• 327
    bir futbol takımı taraftarlığı değildir. çok çok daha ötesidir. galatasaraylılık bir aşk, bir sevda bir yaşam tarzıdır. bazen sarı ile kırmızıdır bazen ay yıldızlı bayrağımızdır. bazen içini dolduran mutluluk bazen bir hüzündür. karlı yollarda yürümektir. tanımadığın insanlarla duyguları paylaşmaktır. galatasaraylılık doğarken başlar öldüğünde bile devam eder. bu duygu ölümsüzdür. hiç bir şey bunu içinizden sökemez.
  • 329
    galatasaraylı olmaktan hep gurur duydum. ve diğer takım taraftarlarına bakınca buna çok şükrettim. bu platformda da çok güzel insanlar tanıdım. ancak şunu fark ediyorum ki benim taraftarlık anlayışım ile buradakiler arasında uçurum bulunmakta.
    ben asla galatasaraylılığı hayatımın en önemli olgusu gibi görmedim. hatta şöyle söyleyeyim; eğer şampiyonlar ligi maçı değilse veya derbi filan değilse, maçları hiç öyle muhteşem bir heyecanla izlemedim. ali sami yen'de 4 sene kombinem vardı. ttarena'da da 3 yıldır var. gol dışında veya aşırı gaza gelmek dışında hayatta kalkıp deli danalar gibi bağırmadım. mağlup olunan maçtan sonra bakıyorum burada ölenler, kahrolanlar, çıldıranlar var. okuyup okuyup, ''ulan cidden mi böyle hissediyorlar, yoksa show mu yapıyorlar?'' diye düşünmüşlüğüm var.

[Veri kümesi içeriği]:

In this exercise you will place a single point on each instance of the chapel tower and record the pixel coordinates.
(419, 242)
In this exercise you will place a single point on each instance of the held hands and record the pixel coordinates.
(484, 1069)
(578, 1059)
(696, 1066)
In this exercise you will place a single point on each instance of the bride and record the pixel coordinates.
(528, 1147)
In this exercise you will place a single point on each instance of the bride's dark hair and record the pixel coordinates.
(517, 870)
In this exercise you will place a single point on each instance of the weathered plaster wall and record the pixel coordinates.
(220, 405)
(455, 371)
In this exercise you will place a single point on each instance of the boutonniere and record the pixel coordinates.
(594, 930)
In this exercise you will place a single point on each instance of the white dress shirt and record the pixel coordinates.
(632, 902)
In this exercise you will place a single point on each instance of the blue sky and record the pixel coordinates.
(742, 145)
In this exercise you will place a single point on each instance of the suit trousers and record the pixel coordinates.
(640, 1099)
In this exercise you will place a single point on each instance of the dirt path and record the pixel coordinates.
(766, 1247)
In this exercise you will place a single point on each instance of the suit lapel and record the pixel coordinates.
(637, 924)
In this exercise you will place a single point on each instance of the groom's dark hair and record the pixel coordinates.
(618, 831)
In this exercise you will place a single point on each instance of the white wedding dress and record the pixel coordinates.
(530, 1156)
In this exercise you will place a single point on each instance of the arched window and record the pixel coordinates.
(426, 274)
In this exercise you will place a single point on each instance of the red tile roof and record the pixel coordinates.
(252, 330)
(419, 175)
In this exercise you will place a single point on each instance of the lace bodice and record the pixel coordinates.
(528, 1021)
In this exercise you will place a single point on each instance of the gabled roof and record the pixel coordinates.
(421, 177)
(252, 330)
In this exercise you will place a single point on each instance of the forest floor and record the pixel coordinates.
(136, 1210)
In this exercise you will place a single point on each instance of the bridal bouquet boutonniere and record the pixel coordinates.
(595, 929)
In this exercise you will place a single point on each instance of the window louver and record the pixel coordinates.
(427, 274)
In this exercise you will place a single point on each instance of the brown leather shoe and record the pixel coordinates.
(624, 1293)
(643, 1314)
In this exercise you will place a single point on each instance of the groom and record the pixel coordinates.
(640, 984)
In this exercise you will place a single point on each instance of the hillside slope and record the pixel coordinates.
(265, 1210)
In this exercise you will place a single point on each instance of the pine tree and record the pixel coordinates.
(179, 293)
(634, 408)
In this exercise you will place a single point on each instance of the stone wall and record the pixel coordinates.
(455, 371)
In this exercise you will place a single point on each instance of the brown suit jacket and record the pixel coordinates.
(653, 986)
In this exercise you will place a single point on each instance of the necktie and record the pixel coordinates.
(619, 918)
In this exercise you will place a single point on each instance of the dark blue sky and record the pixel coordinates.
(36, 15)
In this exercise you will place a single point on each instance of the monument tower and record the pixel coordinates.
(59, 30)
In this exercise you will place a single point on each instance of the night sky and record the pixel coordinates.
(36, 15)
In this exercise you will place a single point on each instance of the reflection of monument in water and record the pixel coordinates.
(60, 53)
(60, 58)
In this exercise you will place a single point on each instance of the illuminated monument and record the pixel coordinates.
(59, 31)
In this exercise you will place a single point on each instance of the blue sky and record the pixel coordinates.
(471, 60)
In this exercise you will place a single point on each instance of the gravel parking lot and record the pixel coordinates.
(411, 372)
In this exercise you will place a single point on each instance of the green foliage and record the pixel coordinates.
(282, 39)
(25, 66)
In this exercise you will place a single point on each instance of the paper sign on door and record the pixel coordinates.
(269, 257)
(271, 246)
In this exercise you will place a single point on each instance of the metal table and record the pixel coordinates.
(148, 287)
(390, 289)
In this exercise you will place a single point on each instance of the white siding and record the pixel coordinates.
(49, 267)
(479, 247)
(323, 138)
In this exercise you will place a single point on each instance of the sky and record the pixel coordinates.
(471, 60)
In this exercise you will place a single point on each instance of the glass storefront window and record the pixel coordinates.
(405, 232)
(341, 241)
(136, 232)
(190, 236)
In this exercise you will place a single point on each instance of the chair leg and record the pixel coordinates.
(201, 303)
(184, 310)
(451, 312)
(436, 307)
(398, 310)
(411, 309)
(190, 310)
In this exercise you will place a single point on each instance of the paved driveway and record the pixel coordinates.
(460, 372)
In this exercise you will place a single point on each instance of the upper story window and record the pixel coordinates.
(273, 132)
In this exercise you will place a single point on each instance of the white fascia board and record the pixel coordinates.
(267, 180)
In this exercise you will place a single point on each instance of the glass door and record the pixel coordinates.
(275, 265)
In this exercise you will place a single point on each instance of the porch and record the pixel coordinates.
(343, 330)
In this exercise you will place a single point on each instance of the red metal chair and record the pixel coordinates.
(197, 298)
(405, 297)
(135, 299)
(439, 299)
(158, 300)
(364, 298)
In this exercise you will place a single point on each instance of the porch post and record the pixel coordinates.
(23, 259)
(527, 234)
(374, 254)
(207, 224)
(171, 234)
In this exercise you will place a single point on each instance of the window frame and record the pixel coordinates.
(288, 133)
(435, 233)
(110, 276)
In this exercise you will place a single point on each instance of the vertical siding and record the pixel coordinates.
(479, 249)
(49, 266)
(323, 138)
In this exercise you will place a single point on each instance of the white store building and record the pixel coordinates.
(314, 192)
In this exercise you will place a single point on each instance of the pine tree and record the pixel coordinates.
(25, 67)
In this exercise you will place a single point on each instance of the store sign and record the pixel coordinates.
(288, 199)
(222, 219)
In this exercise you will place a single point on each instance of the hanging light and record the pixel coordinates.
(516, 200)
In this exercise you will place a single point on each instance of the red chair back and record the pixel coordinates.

[Görev listesi]:
1. Galatasaraylılık üzerine metne göre şu soruları yanıtlayın:
(a) Galatasaraylılık ne zaman başlar?
(b) Ali Sami Yen'deki kombine kaç sene sürmüştür?
(c) TT Arena'daki kombine kaç yıldır vardır?
2. Galatasaraylılık üzerine metinde "ben asla galatasaraylılığı" ifadesiyle başlayıp "diye düşünmüşlüğüm var." ifadesiyle biten bölümü, bu iki ifade de dahil olmak üzere aynen çıkarın.
3. Galatasaraylılık üzerine metni kaldığı yerden devam ettirin.
Satırlar, Galatasaraylılık üzerine metinden bağımsız, ayrı bir malzemedir.

[Cevaplar]:
1.
(a) Galatasaraylılık doğarken başlar.
(b) Dört sene sürmüştür.
(c) Üç yıldır vardır.

2.
ben asla galatasaraylılığı hayatımın en önemli olgusu gibi görmedim. hatta şöyle söyleyeyim; eğer şampiyonlar ligi maçı değilse veya derbi filan değilse, maçları hiç öyle muhteşem bir heyecanla izlemedim. ali sami yen'de 4 sene kombinem vardı. ttarena'da da 3 yıldır var. gol dışında veya aşırı gaza gelmek dışında hayatta kalkıp deli danalar gibi bağırmadım. mağlup olunan maçtan sonra bakıyorum burada ölenler, kahrolanlar, çıldıranlar var. okuyup okuyup, ''ulan cidden mi böyle hissediyorlar, yoksa show mu yapıyorlar?'' diye düşünmüşlüğüm var.

3.
    mesela metin oktay'a tapanlar var. ben çok büyük saygı duyarım ama çok açık konuşayım benim için bir sembolden ötesi değildir. ''metin oktay mı, yoksa hagi mi ? '' diye sorsalar kesinlikle hagi derim. çünkü izledim, gördüm, duygusal bir bağım oluştu.

    daha genç yaşlarda daha bir bağlıydım takıma, ama şimdi hayatımda çok daha önemli şeyler var. önceliğim hep onlar olacak. galatasarayla sevinip, üzüleceğim ancak hiçbir zaman benim hayatımın merkezi galatasaray diyemem.
    galatasaraylılık benim için bir kültür. o yüzden gurur duyarım. galatasaraylı adam, fenerli ve beşiktaşlıdan farklıdır. rasyoneldir, bilgilidir, fanatiklikten gözü kör olmuş değildir. ben hep böyle bildim. izniniz olursa böyle bilmeye de devam edeceğim.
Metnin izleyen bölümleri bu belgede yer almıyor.